--- Start of DOCUMENT SEGMENT ---

Alexandria, VA - The Atlantic States Marine Fisheries Commission has approved Amendment 2 to the Interstate Fishery Management Plan (FMP) for Shad and River Herring (River Herring Management). The Amendment prohibits state waters commercial and recreational fisheries beginning January 1, 2012, unless a state or jurisdiction develops and submits for approval a sustainable management plan by January 1, 2010. The Amendment defines a sustainable fishery as "a commercial and/or recreational fishery that will not diminish the potential future stock reproduction and recruitment." Submitted plans must clearly demonstrate that the state or jurisdiction's river herring fisheries meet this new definition of sustainability through the development of sustainability targets which must be achieved and maintained. The plans are subject to Technical Committee review and Board approval prior to the fishing year beginning January 1, 2012. Proposals to re-open closed fisheries can be submitted annually as part of the annual state compliance report.

 

The Board's action of Amendment 2 was taken in response to widespread concern regarding the decline of river herring stocks. While many populations of blueback herring and alewife, collectively known as river herring, are in decline or remain depressed at stable levels, lack of fishery-dependent and independent data makes it difficult to ascertain the status of river herring stocks coastwide. Between 1985 and 2007, commercial landings of river herring decreased by 97 percent from 13.6 million pounds to 317,000 pounds. In response to declining stocks within their own waters, four states - Massachusetts, Rhode Island, Connecticut, and North Carolina - have closed their river herring fisheries.

--- End of DOCUMENT SEGMENT ---
--- Start of RECORD SET ---

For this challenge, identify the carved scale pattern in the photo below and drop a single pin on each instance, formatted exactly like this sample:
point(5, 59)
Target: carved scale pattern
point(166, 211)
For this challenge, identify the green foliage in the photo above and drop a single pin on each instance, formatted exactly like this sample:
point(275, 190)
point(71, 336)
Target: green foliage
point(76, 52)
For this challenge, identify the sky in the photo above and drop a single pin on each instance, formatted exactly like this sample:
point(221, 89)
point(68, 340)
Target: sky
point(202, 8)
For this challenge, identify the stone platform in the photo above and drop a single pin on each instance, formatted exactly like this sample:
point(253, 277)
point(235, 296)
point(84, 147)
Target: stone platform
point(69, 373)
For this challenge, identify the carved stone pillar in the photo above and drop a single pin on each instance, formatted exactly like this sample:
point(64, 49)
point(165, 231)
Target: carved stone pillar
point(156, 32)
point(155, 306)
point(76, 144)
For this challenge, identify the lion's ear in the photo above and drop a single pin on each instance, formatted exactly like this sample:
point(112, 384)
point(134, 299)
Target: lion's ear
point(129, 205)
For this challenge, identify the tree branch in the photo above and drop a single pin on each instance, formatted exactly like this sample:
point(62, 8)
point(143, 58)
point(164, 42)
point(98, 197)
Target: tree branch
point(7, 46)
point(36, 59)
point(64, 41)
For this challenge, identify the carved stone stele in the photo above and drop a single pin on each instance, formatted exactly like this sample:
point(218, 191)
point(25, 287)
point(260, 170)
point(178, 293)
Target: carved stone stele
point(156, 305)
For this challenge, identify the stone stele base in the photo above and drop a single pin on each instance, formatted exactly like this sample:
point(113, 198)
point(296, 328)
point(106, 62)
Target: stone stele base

--- End of RECORD SET ---

• _GIVEN PROBLEM 1_: In the river herring management text, by how much did commercial landings of river herring fall between 1985 and 2007?
• _GIVEN PROBLEM 2_: Carry on the river herring management text from its last sentence.

• _TASK OUTPUT 1_: They fell by 97 percent, from 13.6 million pounds to 317,000 pounds.

• _TASK OUTPUT 2_:
 

Amendment 2 requires states to implement fisheries-dependent and independent monitoring programs. In recognition of limited state resources, the required monitoring will be identical to monitoring for American shad, a species closely related to river herring, so that monitoring can be conducted concurrently with current efforts. This monitoring will also assist the river herring stock assessment, which is expected to be completed in 2012. The Amendment also contains recommendations to member states and jurisdictions to conserve, restore, and protect critical river herring habitat.

 

River herring stocks are a multi-jurisdictional resource occurring in rivers and coastal and ocean waters. While oversight of river herring management in state waters lies with the Commission, river herring can be encountered in ocean fisheries beyond the states' jurisdiction. Bycatch of river herring in small mesh fisheries continues to be a significant concern. Preliminary analyses indicate that, in some years, the total bycatch of river herring by the Atlantic herring fleet alone could be equal to the total landings from the entire in-river directed fishery on the East Coast. Based on the Board's request, the Commission will send a letter to the Secretary of Commerce supporting efforts underway by the New England and Mid-Atlantic Fishery Management Councils to effectively monitor bycatch of river herring in small mesh fisheries, and encouraging additional resources to support the cooperative efforts to better manage anadromous fisheries. Additionally, the Commission will request that the Secretary of Commerce take emergency action with regard to implementing the bycatch monitoring measures recently under discussion with New England Council.

 

The Plan will be available by mid-June and can be obtained via the Commission's website at www.asmfc.org under Breaking News or by contacting the Commission at (202) 289-6400. For more information, please contact Kate Taylor, Fishery Management Plan Coordinator, at (202) 289-6400 or at ktaylor@asmfc.org.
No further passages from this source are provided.